[Records excerpted from a collection]
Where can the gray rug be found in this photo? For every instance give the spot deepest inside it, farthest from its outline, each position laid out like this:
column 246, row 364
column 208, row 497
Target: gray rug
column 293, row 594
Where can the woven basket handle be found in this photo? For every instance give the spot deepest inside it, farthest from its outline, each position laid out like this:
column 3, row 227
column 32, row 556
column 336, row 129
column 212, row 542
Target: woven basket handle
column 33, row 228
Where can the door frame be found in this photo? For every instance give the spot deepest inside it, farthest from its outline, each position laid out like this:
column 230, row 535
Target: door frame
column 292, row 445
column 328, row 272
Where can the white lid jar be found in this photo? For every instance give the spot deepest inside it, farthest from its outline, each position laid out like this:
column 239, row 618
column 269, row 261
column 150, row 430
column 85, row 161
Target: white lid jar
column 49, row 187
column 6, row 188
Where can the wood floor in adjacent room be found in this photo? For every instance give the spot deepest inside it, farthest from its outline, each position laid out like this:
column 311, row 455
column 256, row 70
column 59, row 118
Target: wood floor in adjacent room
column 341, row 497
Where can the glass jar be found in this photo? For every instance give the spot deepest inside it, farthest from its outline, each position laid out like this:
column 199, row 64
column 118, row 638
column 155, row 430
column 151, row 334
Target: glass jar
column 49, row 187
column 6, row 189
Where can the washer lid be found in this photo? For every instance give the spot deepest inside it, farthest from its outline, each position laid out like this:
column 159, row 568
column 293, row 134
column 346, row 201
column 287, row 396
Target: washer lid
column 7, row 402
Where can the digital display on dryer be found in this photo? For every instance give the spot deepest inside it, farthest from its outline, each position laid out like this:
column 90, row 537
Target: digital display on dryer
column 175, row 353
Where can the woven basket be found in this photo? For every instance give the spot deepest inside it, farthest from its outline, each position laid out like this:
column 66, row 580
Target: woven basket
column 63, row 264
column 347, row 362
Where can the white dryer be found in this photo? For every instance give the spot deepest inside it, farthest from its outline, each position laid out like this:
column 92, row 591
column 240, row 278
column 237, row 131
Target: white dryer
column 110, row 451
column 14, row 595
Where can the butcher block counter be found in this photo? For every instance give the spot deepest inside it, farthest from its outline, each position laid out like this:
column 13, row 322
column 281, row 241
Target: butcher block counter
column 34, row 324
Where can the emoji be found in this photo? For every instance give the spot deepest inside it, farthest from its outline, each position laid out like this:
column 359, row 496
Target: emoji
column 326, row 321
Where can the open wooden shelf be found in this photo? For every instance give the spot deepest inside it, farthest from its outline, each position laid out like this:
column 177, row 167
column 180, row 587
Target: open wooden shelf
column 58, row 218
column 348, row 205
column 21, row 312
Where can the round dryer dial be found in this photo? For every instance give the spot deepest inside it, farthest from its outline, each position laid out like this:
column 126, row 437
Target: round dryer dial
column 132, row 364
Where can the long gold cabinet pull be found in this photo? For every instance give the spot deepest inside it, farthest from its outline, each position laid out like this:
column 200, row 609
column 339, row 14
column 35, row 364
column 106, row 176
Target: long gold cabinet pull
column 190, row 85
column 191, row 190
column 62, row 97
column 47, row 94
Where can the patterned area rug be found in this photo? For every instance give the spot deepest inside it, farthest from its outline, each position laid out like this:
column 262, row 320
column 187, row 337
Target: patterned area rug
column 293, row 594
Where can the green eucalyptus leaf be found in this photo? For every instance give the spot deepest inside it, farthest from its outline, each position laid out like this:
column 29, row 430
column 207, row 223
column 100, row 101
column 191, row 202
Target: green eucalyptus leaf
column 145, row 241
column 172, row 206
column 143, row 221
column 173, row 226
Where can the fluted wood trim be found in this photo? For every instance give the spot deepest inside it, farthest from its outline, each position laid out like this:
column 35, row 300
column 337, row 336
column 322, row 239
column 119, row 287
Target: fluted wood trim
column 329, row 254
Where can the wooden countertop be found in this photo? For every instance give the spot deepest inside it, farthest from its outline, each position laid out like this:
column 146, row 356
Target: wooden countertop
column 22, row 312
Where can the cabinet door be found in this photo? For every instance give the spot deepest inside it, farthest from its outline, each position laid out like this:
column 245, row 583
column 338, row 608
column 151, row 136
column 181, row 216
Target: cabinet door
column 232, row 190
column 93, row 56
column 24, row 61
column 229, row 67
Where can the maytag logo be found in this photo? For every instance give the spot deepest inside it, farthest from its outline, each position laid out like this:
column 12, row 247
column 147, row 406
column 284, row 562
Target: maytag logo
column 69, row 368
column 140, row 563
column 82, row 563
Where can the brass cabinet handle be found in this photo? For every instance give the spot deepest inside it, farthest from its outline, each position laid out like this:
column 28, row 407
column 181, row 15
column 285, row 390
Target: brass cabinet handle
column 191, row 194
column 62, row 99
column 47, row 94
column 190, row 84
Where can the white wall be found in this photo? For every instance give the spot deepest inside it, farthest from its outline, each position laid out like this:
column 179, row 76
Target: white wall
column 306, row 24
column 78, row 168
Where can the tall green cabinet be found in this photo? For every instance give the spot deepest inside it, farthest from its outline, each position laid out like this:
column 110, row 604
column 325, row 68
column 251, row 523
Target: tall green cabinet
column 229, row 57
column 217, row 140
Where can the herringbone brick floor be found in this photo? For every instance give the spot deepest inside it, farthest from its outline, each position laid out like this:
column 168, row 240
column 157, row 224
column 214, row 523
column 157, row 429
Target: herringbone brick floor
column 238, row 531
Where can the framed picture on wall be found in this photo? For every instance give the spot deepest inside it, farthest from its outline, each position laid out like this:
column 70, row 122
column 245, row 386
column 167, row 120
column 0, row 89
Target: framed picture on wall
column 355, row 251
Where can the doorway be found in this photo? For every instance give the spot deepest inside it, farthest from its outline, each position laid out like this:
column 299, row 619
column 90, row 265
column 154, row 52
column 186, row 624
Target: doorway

> [DIRECTIONS]: Show all lines from the data above in which the word "doorway" appears.

> [FINISHED EXERCISE]:
Where can the doorway be found in this photo? For every instance give the spot deepest inside it, farthest from its outline, each position laid out like this:
Target: doorway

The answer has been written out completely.